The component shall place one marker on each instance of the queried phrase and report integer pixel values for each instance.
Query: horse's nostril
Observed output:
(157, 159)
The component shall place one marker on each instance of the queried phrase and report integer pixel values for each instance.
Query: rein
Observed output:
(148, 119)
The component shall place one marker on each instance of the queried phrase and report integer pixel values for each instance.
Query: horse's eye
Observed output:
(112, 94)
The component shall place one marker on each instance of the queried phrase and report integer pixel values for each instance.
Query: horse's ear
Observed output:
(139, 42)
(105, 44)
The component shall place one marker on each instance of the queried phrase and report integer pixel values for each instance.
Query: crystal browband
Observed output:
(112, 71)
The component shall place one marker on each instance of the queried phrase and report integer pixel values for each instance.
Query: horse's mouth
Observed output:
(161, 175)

* [Goal]
Rewrite every item above with "Observed output" changed to "Recorded output" wherever it occurs. Leave all other text in the items as it is.

* [The answer]
The component shall place one marker on each instance of the queried phrase and report integer pixel values for each instance.
Query: horse's nostril
Recorded output:
(157, 159)
The component shall place one marker on each instance of the queried phrase and report integer pixel values for each instance.
Query: rein
Recorded output:
(148, 119)
The component shall place one marker on each instance of the queried phrase and report integer pixel values for each instance.
Query: horse's eye
Recorded output:
(112, 94)
The component shall place one marker on each instance of the queried phrase and report integer pixel values for each instance.
Query: horse's ear
Recorded output:
(139, 42)
(105, 44)
The component shall place one marker on each instance of the queried phrase and report integer pixel values for each instance.
Query: crystal browband
Recorded output:
(112, 71)
The component shall place one marker on each instance of the queried phrase and report integer pixel values for each instance.
Query: horse's mouth
Recorded output:
(161, 175)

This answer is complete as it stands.